[start GIVEN ENTRIES]

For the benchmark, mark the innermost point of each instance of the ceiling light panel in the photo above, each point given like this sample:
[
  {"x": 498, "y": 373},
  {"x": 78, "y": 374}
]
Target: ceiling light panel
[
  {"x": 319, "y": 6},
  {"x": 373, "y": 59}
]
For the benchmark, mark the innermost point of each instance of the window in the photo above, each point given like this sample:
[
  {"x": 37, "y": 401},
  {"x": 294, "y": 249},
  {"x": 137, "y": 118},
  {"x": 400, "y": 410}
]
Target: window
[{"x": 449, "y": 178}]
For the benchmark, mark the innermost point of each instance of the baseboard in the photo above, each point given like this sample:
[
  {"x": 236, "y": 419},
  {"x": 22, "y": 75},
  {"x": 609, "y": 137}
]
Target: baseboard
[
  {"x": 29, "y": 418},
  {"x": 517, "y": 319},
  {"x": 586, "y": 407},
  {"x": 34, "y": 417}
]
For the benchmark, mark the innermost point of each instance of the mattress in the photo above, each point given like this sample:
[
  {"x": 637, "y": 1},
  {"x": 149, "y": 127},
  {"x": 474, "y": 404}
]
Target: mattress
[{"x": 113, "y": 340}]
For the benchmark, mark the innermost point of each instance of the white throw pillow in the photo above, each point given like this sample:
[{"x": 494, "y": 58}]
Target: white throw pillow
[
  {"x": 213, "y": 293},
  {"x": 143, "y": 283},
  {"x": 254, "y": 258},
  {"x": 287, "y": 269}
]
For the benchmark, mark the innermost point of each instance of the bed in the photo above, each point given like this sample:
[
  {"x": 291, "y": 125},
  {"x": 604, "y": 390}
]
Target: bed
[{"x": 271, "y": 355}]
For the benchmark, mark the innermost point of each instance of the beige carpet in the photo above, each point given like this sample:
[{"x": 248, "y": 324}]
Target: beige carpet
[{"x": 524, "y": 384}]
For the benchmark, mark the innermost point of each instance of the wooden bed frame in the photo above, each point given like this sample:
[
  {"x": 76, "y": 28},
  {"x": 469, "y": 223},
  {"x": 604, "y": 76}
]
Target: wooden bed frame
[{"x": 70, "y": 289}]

[end GIVEN ENTRIES]

EXERCISE PROMPT.
Give all the records again. Match them exactly.

ANSWER FOR THE TASK.
For the benchmark, mark the innermost point of each instance of the ceiling light panel in the photo above, each point given like this sample:
[
  {"x": 498, "y": 373},
  {"x": 78, "y": 374}
]
Target: ceiling light panel
[
  {"x": 319, "y": 6},
  {"x": 373, "y": 59}
]
For the benchmark, mark the innermost point of each instance of the window in the photo above, each point given like this sample:
[
  {"x": 37, "y": 401},
  {"x": 294, "y": 249},
  {"x": 137, "y": 118},
  {"x": 400, "y": 410}
]
Target: window
[{"x": 449, "y": 178}]
For the benchmark, mark the innermost point of each instance of the baseboard in the photo above, each point given like this sample:
[
  {"x": 236, "y": 419},
  {"x": 22, "y": 75},
  {"x": 609, "y": 137}
]
Target: baseboard
[
  {"x": 29, "y": 418},
  {"x": 517, "y": 319},
  {"x": 586, "y": 407},
  {"x": 34, "y": 417}
]
For the benchmark, mark the innermost point of each instance of the mattress in the photo above, each point given like this sample:
[
  {"x": 637, "y": 1},
  {"x": 149, "y": 127},
  {"x": 474, "y": 404}
]
Target: mattress
[{"x": 113, "y": 340}]
For the benchmark, mark the innermost point of each instance of the white throw pillow in the photo above, each point given like this sample:
[{"x": 494, "y": 58}]
Target: white throw pillow
[
  {"x": 213, "y": 293},
  {"x": 143, "y": 283},
  {"x": 254, "y": 258},
  {"x": 287, "y": 269}
]
For the benchmark, mark the innermost point of each instance of the bed in the photo above, each point given like this sample:
[
  {"x": 291, "y": 125},
  {"x": 604, "y": 390}
]
Target: bed
[{"x": 271, "y": 355}]
For the benchmark, mark the innermost point of each instance of the beige carpet in the photo above, each point given like this sample:
[{"x": 248, "y": 324}]
Target: beige carpet
[{"x": 524, "y": 384}]
For the benchmark, mark the innermost point of each instance of the wooden bed frame in the photo above, each point given like this sample:
[
  {"x": 76, "y": 28},
  {"x": 469, "y": 223},
  {"x": 604, "y": 76}
]
Target: wooden bed frame
[{"x": 70, "y": 289}]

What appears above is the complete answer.